-- BEGIN Records --
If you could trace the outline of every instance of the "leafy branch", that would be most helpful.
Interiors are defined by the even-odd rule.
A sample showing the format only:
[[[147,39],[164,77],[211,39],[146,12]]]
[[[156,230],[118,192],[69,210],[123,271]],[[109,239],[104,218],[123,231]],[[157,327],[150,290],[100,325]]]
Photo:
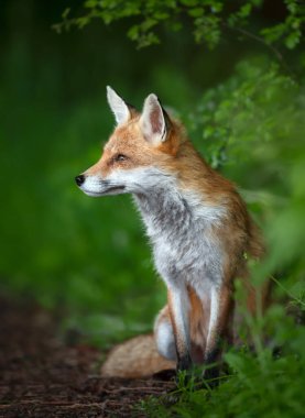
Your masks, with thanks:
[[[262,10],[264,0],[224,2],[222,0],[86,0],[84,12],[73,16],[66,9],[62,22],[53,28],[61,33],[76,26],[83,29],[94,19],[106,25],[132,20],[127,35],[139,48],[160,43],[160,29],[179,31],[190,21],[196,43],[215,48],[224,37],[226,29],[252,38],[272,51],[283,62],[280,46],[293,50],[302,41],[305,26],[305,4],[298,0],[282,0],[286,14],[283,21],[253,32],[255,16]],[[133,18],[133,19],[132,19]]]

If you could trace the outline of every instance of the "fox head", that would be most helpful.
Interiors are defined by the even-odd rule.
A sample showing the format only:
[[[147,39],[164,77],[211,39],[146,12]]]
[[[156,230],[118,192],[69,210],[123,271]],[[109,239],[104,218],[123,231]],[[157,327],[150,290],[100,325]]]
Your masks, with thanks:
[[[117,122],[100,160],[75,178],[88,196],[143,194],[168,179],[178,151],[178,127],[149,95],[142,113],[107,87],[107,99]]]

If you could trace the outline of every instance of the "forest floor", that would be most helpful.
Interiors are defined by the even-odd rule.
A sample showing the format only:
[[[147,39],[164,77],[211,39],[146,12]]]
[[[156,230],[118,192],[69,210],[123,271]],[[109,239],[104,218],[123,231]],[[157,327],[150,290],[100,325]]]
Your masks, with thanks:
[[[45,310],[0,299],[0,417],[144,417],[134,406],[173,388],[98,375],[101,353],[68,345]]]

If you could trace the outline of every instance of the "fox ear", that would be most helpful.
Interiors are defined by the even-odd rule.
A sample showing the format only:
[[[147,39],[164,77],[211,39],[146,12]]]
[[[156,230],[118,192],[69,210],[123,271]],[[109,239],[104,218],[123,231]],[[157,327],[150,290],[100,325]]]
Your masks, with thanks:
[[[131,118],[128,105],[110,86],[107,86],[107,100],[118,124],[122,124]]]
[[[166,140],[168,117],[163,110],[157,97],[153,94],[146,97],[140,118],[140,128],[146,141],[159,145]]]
-- END Records --
-- BEGIN Records --
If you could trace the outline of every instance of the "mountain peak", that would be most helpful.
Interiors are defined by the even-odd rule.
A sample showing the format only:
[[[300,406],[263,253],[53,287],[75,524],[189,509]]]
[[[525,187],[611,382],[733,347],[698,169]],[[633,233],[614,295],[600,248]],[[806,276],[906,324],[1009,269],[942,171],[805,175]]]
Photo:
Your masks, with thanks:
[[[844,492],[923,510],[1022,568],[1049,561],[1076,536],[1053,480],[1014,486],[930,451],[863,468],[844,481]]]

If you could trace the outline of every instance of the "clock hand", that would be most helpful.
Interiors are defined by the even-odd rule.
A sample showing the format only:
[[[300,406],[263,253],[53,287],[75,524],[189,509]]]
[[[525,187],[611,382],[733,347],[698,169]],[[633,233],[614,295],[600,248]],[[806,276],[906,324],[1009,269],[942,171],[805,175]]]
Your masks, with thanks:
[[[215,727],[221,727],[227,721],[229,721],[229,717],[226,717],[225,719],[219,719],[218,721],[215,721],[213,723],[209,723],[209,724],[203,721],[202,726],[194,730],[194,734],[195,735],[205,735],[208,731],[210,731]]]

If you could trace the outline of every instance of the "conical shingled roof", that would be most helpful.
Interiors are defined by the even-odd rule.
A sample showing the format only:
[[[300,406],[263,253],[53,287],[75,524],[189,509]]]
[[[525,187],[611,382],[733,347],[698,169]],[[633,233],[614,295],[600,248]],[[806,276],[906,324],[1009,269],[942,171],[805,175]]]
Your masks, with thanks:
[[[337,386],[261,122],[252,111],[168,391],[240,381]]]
-- END Records --
The request »
Please count the lines above that contain the word "would", treating uppercase and lowercase as different, and reply with the number alone.

Task result »
7